Monday, December 01, 2008

"Change" also means "to switch"

David Seaton's News Links
I have always suspected that instead of "change", Barack Obama's real mission is to keep America's emetic reaction to clumsy, ugly, tongue tied, George W. Bush and all his works from derailing globalization and all those who profit from it.

As The One is careful to point out,
he is the change, as for the rest, aside from his morphology, plus ça change, plus c’est la même chose.

Moises Naím is a Venezuelan born, American resident who is the director of Foreign Policy Magazine and a very perspicacious and well connected observer of America's (both north and south's) political scene indeed.

Among Naím's many activities he writes a column in his native Spanish in the Madrid daily, El País. On Sunday
he wrote a very interesting piece that I have not found published anywhere in English called "The 23rd of January Brigade" referring to those who will be disillusioned with Obama before he has been in office more than three days.

In it he writes:
"One of the most complicated battles that Obama must face is one he hasn't inherited from Bush, nor is it a domestic crisis, nor international; it is the conflictual relationship he and his government will have with the US Congress. This will surprise those who suppose that just because the presidency and the congress are in the hands of the same party implies that the initiatives of the senators and congressmen will be in tune with Obama's policies and vice versa. It won't be like that. Obama and his team will be to the right of the Congress. Obama's statements, but more important all his nominees, show clearly that the next government of the United States will have a center-right orientation.(...) However the Congress will be quite another thing. The senators and congressmen represent a population that is furious, afraid and very wounded. The feelings in the US are to lynch the "thieves of Wall Street" and to reject the "immigrants that take away our jobs, the multinationals that export our jobs to India and the rich who pay few taxes". Also the rejection of long wars.

It is with this in mind that Congress will evaluate Obama's proposals on free trade treaties, tax or health reform, foreign policy and financial regulation. Centrist pragmatism will systematically come into conflict with the indignation of a population that will demand of its representatives solutions that are much more drastic than the White House will consider desirable.
As Naím could be described as "center right" himself, it might be useful to contrast what he has written for Spanish consumption with what someone of the American left has written for American consumption. David Sirota wrote the following in Salon and I have taken the liberty to put certain of his phrases into boldface:
Despite the election's progressive mandate, Obama is not what Ronald Reagan was to conservatives -- he is not as much the product of a movement as he is a movement unto himself. He figured out that because many "progressive" institutions are merely Democratic Party appendages and not ideological movement forces, he could build his own movement. He succeeded in that endeavor thanks to the nation's Bush-inspired desire for change, his own skills and a celebrity-obsessed culture.

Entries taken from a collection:
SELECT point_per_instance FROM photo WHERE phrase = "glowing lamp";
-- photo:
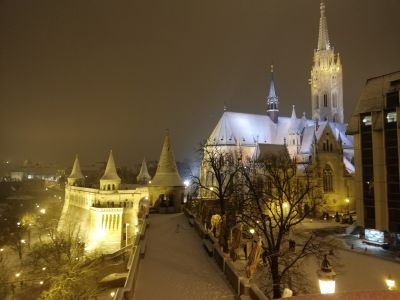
(326, 277)
(390, 283)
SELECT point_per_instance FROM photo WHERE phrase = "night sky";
(88, 76)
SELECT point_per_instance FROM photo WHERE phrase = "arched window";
(325, 100)
(328, 179)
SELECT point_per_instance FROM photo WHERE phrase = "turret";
(110, 180)
(143, 177)
(167, 172)
(272, 100)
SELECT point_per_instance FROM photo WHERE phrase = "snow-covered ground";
(176, 266)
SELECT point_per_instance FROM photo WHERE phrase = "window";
(334, 100)
(325, 100)
(328, 179)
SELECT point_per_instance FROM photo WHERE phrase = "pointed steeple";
(293, 122)
(272, 100)
(110, 180)
(323, 37)
(76, 173)
(143, 176)
(167, 172)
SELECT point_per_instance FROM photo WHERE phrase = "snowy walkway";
(176, 266)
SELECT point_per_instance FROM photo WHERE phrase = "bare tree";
(217, 179)
(272, 193)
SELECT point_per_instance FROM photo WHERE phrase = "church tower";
(272, 100)
(326, 78)
(76, 177)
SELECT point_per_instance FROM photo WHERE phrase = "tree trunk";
(276, 279)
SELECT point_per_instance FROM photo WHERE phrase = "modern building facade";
(376, 132)
(106, 216)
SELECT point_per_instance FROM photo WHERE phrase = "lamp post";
(326, 277)
(126, 234)
(390, 283)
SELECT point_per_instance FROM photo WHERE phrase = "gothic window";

Required task A: In the blog post, which Madrid daily carries Moises Naím's Spanish-language column?
Required task B: Decide whether each statement agrees with the blog post, answering yes or no and quoting the deciding words: (i) Naím is the director of Foreign Policy Magazine. (ii) Naím expects Obama and his team to stand to the left of Congress. (iii) David Sirota's piece appeared in Salon.
Required task C: According to the Sirota passage quoted in the blog post, what three things allowed Obama to succeed in building his own movement?

Task result A: El País

Task result B:
(i) Yes: "who is the director of Foreign Policy Magazine"
(ii) No: "Obama and his team will be to the right of the Congress."
(iii) Yes: "David Sirota wrote the following in Salon"

Task result C:
- the nation's Bush-inspired desire for change
- his own skills
- a celebrity-obsessed culture